**Dataset records:**
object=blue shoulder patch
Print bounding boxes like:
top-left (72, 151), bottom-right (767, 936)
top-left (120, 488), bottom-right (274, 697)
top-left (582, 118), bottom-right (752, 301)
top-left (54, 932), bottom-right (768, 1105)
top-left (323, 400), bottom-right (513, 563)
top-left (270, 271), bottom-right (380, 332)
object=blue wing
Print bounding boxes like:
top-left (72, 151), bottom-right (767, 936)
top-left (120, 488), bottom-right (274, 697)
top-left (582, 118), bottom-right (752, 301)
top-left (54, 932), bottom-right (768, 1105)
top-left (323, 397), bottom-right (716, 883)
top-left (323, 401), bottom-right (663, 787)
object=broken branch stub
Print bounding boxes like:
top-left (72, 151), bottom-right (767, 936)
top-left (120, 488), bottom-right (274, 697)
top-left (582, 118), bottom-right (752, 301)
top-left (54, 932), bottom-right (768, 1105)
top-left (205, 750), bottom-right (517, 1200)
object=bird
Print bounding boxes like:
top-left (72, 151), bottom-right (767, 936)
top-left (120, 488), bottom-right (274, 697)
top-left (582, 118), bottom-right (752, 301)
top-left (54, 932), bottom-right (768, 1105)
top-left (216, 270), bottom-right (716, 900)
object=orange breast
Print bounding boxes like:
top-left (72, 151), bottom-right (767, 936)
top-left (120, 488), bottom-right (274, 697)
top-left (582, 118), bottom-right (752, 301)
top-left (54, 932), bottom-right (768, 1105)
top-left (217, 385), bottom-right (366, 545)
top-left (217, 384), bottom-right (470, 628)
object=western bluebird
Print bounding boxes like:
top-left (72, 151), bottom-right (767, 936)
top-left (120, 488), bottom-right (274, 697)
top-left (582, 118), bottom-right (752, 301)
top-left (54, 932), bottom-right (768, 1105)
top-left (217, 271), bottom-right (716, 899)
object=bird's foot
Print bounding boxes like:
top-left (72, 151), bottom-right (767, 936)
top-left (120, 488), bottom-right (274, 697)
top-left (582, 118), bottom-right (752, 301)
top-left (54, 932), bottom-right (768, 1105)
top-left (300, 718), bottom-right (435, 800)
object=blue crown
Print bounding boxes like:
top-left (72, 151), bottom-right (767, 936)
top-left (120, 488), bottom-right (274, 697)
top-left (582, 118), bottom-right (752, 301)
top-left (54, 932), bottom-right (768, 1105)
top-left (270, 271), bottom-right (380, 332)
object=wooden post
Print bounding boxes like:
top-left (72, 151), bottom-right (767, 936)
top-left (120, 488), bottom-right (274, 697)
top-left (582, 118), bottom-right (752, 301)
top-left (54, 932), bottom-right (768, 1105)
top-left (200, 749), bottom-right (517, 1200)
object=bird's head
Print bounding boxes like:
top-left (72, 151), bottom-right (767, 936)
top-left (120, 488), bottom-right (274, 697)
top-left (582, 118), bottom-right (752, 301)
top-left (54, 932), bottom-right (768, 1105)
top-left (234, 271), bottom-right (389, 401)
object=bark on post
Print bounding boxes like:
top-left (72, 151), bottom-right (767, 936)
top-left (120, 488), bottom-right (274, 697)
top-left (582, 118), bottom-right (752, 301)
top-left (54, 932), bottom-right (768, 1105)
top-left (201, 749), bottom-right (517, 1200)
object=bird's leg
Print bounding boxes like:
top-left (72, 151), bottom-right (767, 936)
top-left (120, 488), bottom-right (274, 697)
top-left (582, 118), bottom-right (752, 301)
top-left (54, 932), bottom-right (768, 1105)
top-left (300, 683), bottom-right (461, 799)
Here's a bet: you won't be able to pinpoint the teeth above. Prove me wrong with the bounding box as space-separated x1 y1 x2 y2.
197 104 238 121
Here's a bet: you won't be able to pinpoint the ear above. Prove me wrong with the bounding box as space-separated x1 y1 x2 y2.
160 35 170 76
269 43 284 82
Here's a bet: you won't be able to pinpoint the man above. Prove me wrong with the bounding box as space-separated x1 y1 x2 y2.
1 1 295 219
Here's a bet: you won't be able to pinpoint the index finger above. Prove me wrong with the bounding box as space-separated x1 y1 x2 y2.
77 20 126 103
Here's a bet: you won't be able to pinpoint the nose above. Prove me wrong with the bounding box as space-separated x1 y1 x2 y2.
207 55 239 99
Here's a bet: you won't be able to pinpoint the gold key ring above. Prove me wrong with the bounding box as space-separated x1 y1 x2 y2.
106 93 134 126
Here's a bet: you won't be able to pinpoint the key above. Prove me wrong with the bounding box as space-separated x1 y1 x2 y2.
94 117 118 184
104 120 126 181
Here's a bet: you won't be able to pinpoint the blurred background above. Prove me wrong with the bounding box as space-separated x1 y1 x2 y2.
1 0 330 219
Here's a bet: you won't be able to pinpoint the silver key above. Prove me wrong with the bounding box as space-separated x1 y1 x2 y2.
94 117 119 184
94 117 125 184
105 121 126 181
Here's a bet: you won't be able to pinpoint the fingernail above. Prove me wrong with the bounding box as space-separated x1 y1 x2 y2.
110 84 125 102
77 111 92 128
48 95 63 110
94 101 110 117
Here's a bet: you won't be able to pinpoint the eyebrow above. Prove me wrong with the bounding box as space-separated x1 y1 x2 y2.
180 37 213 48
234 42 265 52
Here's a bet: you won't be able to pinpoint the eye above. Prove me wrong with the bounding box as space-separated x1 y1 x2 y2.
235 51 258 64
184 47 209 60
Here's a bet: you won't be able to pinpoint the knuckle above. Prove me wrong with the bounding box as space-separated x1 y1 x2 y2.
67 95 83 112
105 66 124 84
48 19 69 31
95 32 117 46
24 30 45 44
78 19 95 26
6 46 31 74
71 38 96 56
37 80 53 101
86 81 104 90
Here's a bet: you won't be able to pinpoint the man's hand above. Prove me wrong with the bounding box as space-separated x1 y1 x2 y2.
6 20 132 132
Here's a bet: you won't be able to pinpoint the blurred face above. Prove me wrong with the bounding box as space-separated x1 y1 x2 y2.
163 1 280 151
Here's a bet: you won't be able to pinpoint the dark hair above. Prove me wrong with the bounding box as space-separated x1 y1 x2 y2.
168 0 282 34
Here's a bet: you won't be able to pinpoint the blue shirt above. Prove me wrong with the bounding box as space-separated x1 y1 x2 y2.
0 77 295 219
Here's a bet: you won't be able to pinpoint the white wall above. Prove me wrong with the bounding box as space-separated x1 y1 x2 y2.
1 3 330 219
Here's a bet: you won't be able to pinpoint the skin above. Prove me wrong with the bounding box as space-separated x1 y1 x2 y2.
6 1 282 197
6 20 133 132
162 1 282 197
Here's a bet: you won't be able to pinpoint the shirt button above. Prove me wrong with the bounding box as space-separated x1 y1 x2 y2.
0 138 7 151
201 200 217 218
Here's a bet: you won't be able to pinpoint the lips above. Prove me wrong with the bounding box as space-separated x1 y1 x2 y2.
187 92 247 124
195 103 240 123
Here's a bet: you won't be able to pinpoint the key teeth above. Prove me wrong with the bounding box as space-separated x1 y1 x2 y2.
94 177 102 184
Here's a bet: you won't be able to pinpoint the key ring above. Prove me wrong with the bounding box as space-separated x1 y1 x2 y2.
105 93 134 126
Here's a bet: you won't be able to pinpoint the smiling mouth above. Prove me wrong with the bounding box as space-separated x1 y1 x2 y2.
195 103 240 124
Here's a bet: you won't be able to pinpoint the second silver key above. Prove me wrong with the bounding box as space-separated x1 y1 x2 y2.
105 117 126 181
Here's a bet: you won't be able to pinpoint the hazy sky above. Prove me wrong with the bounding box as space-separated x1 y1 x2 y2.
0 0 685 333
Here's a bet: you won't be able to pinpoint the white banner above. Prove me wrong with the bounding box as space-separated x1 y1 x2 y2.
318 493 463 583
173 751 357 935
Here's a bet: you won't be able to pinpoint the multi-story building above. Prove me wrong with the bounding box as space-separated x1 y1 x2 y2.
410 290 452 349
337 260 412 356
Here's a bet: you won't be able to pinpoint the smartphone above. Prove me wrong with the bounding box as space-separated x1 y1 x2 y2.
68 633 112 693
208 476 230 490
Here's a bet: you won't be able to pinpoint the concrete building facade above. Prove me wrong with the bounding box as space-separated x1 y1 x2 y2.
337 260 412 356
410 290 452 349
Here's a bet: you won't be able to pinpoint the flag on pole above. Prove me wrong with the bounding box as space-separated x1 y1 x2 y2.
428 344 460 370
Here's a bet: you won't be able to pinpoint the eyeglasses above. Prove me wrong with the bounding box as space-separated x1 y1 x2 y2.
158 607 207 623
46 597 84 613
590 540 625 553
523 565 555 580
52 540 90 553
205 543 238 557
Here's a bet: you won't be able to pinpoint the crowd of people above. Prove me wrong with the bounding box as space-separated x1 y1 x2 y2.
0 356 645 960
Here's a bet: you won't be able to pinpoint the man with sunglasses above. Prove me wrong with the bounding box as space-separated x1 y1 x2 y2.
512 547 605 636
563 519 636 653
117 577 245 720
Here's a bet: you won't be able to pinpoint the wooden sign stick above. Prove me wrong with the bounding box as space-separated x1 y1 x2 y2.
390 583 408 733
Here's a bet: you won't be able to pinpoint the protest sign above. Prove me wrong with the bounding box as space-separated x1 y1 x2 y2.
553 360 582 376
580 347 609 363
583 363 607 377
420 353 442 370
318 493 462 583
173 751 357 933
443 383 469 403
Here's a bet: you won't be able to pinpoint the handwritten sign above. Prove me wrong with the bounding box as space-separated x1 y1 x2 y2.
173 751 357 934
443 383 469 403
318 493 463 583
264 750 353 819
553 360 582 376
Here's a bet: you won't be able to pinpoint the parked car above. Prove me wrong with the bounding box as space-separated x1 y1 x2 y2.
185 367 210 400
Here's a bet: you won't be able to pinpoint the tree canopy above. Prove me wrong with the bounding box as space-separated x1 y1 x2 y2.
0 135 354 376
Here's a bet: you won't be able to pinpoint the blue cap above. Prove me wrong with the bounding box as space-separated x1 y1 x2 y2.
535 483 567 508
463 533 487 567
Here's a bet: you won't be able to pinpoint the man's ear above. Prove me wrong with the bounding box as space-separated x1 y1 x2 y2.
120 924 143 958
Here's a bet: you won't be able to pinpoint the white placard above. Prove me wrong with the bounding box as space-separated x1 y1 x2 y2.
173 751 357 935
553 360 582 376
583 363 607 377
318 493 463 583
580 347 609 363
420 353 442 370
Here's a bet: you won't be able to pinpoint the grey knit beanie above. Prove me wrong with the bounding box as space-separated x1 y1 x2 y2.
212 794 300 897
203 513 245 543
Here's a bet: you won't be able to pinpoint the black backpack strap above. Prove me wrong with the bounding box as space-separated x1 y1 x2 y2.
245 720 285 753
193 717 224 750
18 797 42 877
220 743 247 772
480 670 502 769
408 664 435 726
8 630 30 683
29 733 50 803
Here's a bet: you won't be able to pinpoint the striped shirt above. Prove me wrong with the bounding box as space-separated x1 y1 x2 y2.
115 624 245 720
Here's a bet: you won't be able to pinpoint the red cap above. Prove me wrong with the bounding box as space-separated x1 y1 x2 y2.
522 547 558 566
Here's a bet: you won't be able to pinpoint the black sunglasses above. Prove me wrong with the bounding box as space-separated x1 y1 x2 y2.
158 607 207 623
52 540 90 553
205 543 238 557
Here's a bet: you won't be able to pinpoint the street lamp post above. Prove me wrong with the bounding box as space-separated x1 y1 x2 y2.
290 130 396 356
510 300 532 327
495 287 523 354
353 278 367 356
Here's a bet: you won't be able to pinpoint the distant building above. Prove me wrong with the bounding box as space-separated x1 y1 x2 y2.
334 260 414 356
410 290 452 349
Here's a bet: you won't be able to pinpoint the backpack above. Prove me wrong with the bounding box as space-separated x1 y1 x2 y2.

**Exercise directions:**
Copy out the part of the listing above exactly, starting at the line containing "object=blue wing" and ending at the line containing "top-left (217, 271), bottom-right (716, 899)", both lines included.

**Correct result:**
object=blue wing
Print bounding boxes like:
top-left (72, 151), bottom-right (767, 936)
top-left (120, 488), bottom-right (274, 697)
top-left (582, 118), bottom-right (752, 301)
top-left (54, 932), bottom-right (768, 1105)
top-left (323, 397), bottom-right (716, 883)
top-left (323, 401), bottom-right (663, 787)
object=broken branch stub
Print bounding boxes like:
top-left (72, 151), bottom-right (767, 936)
top-left (120, 488), bottom-right (274, 697)
top-left (582, 118), bottom-right (752, 301)
top-left (54, 932), bottom-right (768, 1105)
top-left (205, 750), bottom-right (517, 1200)
object=bird
Print bounding boxes like:
top-left (72, 151), bottom-right (767, 936)
top-left (120, 488), bottom-right (274, 697)
top-left (582, 118), bottom-right (752, 301)
top-left (54, 932), bottom-right (768, 1105)
top-left (216, 270), bottom-right (716, 900)
object=orange breast
Print bounding boxes like:
top-left (72, 151), bottom-right (767, 936)
top-left (120, 488), bottom-right (274, 697)
top-left (582, 118), bottom-right (752, 301)
top-left (54, 932), bottom-right (768, 1105)
top-left (217, 385), bottom-right (366, 545)
top-left (217, 384), bottom-right (470, 628)
object=western bluebird
Print bounding boxes like:
top-left (72, 151), bottom-right (767, 936)
top-left (120, 488), bottom-right (274, 697)
top-left (582, 118), bottom-right (752, 301)
top-left (54, 932), bottom-right (768, 1105)
top-left (217, 271), bottom-right (716, 899)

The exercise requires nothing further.